━━━━━ Provided passage

Question 4: How should FHWA engage with industry and automation technology developers to understand potential infrastructure requirements?

Include work zone ITS providers and trade associations like ATSSA in the conversation. Many of us are already participating in AV events including the Automated Vehicles Symposium, the ITS World Congress, etc. Presentations at these events focused on work zones have lead to many productive conversations and several “ah-ha” moments for AV manufacturers. Please encourage more of this going forward.

Question 5: What is the role of digital infrastructure and data in enabling needed information exchange between ADS and roadside infrastructure?

Work zones will be the most common anomaly in digital maps unless we begin preparing now. Arrow boards, flagger stations, and other active work zones can be equipped to report their location and other pertinent information automatically and in real time. The same could be done for emergency responders and special events. Only by doing so can we hope to prevent crashes like the one reported January 23rd  ( Mercury News ). Safety is the driving force behind this initiative, but it will also reduce drive times, reduce air pollution, and improve the efficiency of our road networks.

Question 9: What variable information or data would ADS benefit from obtaining and how should that data be best obtained?

━━━━━━━━━━
━━━━━ Extracted entries

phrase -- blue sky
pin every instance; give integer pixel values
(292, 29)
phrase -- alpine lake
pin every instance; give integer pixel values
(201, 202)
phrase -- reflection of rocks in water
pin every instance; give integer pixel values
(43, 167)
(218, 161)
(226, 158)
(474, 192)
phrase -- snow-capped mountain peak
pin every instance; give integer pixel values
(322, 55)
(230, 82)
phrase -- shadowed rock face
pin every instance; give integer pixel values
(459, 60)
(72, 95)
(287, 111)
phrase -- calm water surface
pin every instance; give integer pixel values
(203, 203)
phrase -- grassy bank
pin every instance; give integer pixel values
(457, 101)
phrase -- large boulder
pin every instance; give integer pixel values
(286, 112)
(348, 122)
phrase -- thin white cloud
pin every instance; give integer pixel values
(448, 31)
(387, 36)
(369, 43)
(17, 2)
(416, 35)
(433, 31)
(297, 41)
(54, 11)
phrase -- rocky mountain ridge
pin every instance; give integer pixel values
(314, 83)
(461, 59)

━━━━━━━━━━

Reproduce the portion of the work zone comments between "Include work zone" and "and roadside infrastructure?", inclusive.

Include work zone ITS providers and trade associations like ATSSA in the conversation. Many of us are already participating in AV events including the Automated Vehicles Symposium, the ITS World Congress, etc. Presentations at these events focused on work zones have lead to many productive conversations and several “ah-ha” moments for AV manufacturers. Please encourage more of this going forward.

Question 5: What is the role of digital infrastructure and data in enabling needed information exchange between ADS and roadside infrastructure?